- Born: Martin Gleeson January 26, 1935 Dublin, Ireland
- Died: May 6, 2020 (aged 85)
- Occupation: Actor
- Spouse(s): Melissa Penelope Gleeson (1963–?) Mardiah Gleeson (? – present)
- Children: 9 (+1 deceased)

= Redmond Gleeson =

Irish actor (1935–2020)

Redmond Gleeson (born Martin Gleeson; January 26, 1935 – May 6, 2020) was an Irish-born American stage, film, and television actor.

==Life and career==
Martin Gleeson was born in Dublin on January 26, 1935. He won a scholarship to study theatre arts at Miami University in Ohio. After graduating he lived in Aspen, Colorado where he co-founded and acted with the High Country Players.

In 1968 he moved from Aspen to Los Angeles where he has appeared in many stage productions, including Look Homeward Angel, Buddy's Girl, for which he won a Drama-Logue Award, and Kevin's Bed, for which he won a Back Stage Garland Award.

In addition to his film and television work, he produced, directed and has acted for years in the adaptation of Bloomsday, he co-wrote with T.S. Kerrigan. Gleeson had nine children. Another, the eldest, Raynard Martin Gleeson, predeceased his parents. When not acting, Gleeson resided in Kalimantan, Indonesia with his wife, Mardiah. He died on May 6, 2020, at the age of 85.

Dataset records
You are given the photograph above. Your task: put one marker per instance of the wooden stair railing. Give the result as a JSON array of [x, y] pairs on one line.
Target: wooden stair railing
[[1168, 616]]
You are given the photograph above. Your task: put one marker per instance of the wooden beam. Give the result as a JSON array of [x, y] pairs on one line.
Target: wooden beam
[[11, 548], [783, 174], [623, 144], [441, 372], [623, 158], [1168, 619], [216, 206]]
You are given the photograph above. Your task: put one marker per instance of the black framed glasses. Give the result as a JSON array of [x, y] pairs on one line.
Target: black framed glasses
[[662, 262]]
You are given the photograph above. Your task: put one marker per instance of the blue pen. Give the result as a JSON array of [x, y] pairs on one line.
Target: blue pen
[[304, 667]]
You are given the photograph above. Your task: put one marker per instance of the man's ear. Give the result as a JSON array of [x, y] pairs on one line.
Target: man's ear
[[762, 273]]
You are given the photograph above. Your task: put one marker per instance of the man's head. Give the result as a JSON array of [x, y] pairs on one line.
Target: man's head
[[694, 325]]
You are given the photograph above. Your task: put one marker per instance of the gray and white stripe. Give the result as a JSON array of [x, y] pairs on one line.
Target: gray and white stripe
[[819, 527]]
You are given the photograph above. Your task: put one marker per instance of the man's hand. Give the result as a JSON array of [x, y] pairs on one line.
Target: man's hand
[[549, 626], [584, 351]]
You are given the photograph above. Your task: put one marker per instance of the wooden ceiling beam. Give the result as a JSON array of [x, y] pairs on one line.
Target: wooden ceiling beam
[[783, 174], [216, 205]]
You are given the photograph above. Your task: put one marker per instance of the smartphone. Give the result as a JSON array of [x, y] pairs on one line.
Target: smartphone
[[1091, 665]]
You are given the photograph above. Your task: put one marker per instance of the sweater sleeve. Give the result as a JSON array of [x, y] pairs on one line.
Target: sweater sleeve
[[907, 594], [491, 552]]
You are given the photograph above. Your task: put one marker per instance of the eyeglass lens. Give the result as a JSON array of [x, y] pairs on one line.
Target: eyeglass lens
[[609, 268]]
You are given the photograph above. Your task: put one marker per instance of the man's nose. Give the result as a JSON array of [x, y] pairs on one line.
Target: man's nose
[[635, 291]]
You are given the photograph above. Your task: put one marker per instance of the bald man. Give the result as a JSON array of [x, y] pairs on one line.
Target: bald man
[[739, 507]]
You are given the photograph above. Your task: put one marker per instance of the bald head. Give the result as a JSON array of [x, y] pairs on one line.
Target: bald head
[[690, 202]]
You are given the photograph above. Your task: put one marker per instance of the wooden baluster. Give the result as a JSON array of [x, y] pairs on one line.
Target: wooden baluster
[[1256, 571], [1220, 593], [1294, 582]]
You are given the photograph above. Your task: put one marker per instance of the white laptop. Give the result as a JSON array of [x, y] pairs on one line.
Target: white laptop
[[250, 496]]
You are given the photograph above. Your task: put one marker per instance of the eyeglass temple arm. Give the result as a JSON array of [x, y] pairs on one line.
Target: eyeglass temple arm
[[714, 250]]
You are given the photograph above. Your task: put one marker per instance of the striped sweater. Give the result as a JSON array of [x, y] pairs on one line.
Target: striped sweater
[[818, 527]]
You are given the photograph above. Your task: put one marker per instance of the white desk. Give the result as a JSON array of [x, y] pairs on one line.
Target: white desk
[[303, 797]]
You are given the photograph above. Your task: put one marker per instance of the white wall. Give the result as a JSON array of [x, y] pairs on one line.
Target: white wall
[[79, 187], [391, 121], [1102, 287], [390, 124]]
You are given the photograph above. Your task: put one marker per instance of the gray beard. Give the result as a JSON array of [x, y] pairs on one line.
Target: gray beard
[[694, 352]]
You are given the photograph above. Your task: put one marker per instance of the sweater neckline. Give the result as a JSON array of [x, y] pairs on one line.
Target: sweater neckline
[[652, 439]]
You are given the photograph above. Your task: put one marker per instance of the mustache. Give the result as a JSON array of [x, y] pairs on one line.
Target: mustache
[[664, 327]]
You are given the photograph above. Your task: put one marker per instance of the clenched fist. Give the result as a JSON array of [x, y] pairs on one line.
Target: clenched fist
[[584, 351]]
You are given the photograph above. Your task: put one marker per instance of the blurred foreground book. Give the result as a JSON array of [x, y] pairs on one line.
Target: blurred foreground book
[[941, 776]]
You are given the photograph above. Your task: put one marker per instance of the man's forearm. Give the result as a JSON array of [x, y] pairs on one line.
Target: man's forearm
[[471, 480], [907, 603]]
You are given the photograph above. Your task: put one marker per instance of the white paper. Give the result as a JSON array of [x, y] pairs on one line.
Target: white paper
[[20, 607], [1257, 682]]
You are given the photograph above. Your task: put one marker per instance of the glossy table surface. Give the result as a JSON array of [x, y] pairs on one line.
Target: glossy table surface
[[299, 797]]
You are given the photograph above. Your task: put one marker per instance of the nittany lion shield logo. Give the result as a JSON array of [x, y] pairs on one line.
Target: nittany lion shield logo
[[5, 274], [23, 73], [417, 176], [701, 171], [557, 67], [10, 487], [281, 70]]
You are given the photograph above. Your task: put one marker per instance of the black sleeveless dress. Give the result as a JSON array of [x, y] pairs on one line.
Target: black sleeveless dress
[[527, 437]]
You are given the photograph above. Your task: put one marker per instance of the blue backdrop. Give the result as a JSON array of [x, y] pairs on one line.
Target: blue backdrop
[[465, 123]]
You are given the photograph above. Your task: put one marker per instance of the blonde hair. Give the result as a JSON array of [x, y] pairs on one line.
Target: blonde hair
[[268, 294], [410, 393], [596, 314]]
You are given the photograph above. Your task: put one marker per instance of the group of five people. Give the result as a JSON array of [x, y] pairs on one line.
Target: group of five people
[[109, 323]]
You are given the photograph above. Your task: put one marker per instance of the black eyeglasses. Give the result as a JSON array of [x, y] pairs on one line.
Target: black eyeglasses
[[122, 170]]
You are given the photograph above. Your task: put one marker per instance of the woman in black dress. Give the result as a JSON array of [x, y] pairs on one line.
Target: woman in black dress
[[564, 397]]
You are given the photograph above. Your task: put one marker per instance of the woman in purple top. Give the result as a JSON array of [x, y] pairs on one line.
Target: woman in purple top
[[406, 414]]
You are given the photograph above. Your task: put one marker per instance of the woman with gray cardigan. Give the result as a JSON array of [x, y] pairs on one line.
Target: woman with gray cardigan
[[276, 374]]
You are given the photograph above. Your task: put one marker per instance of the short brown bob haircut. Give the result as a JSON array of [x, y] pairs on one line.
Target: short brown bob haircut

Exercise tasks
a. Based on the Redmond Gleeson biography, say whether each statement agrees with it. Answer yes or no for each, and quote the words that decide it.
(i) Gleeson went to Miami University in Ohio on a scholarship to study theatre arts.
(ii) Gleeson moved from Aspen to Los Angeles in 1972.
(iii) Gleeson won a Drama-Logue Award for Kevin's Bed.
b. Answer these questions from the Redmond Gleeson biography.
(i) In what city was Gleeson born?
(ii) What did Gleeson co-found in Aspen, Colorado?
(iii) With whom did Gleeson co-write the adaptation of Bloomsday?
c. Repeat the part of the Redmond Gleeson biography starting at "- Children: 9" and ending at "High Country Players.".

Worked solutions
a.
(i) Yes: "He won a scholarship to study theatre arts at Miami University in Ohio."
(ii) No: "In 1968 he moved from Aspen to Los Angeles"
(iii) No: "Buddy's Girl, for which he won a Drama-Logue Award, and Kevin's Bed, for which he won a Back Stage Garland Award"

b.
(i) Dublin
(ii) The High Country Players
(iii) T.S. Kerrigan

c.
- Children: 9 (+1 deceased)

= Redmond Gleeson =

Irish actor (1935–2020)

Redmond Gleeson (born Martin Gleeson; January 26, 1935 – May 6, 2020) was an Irish-born American stage, film, and television actor.

==Life and career==
Martin Gleeson was born in Dublin on January 26, 1935. He won a scholarship to study theatre arts at Miami University in Ohio. After graduating he lived in Aspen, Colorado where he co-founded and acted with the High Country Players.